Work instructions:
Rewrite the listing below as a numbered list, omitting any blank lines and leaving the pictures out of your answer.
◆ ◆ ◆ ◆
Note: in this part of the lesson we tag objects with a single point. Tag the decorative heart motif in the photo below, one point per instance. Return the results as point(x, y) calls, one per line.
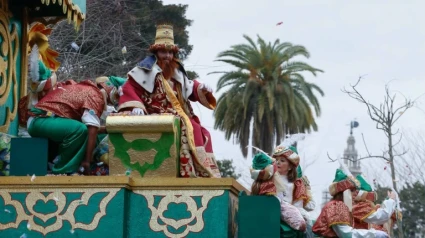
point(58, 198)
point(173, 210)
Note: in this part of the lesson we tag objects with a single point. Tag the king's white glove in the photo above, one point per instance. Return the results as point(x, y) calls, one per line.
point(138, 111)
point(206, 87)
point(381, 234)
◆ ◆ ◆ ◆
Solution:
1. Note: in this part of the lesson we tag objects with a single point. Tag the decorative heart motif in the photo below, one point per instance. Return the results as point(x, y) calls, one per line.
2. point(58, 198)
3. point(173, 210)
4. Note: in this part of the lesson we tag objects with a single point. Tag the king's white glove in the photo above, one point per instance. Return the results as point(x, y) calls, one per line.
5. point(138, 111)
6. point(206, 87)
7. point(381, 234)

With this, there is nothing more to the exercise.